* AUFGABE 1 *
Welches Wort hat der Sapphire Support laut dem Forumsauszug als letzte Antwort gesendet?
* AUFGABE 2 *
Fasse den Forumsauszug in zwei Sätzen zusammen.

* LESETEXT *
···

Okay der Sapphire Support wollte mir nicht helfen.  Die letzte Antwort war auch seltsam mir wurde einfach nur das Wort "Le" gesendet, als ob da jemand auf der Tastatur eingeschlafen ist. Das ist ein merkwürdiger Customer Service Support. 




			Dieser Inhalt steht nur eingeloggten Mitgliedern zur Verfügung.


----------



## DerFoehn (3. Oktober 2017)

Ich hab in der Zwischenzeit auch ein Ticket beim Sapphire Support eröffnet. Auch ich kann nur negatives berichten. Außerhalb der Garantie könne man nichts mehr für mich tun. Schade, dann werde ich jetzt als letzten Schritt an Mindfactory schreiben, ob die aus Kulanz noch was machen.


----------



## facehugger (3. Oktober 2017)

DerFoehn schrieb:


> Ich hab in der Zwischenzeit auch ein Ticket beim Sapphire Support eröffnet. Auch ich kann nur negatives berichten. Außerhalb der Garantie könne man nichts mehr für mich tun. Schade, dann werde ich jetzt als letzten Schritt an Mindfactory schreiben, ob die aus Kulanz noch was machen.

···

* DATENSATZ *
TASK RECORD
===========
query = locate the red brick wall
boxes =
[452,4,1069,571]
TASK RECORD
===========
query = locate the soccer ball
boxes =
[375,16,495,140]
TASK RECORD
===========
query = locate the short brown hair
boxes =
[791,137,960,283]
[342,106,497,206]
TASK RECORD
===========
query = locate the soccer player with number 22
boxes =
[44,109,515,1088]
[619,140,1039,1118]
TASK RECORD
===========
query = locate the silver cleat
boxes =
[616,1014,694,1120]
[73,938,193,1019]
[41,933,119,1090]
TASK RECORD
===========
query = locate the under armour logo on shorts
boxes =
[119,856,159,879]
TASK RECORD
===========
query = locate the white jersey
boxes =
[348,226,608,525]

···

* LÖSUNG 1 *
Das Wort „Le“.

* LÖSUNG 2 *
Im ersten Beitrag heißt es, der Sapphire Support habe nicht helfen wollen und als letzte Antwort nur das Wort „Le“ gesendet. DerFoehn berichtet ebenfalls nur Negatives vom Sapphire Support, der außerhalb der Garantie nichts mehr tun könne, und will als letzten Schritt bei Mindfactory anfragen, ob dort aus Kulanz noch etwas möglich ist.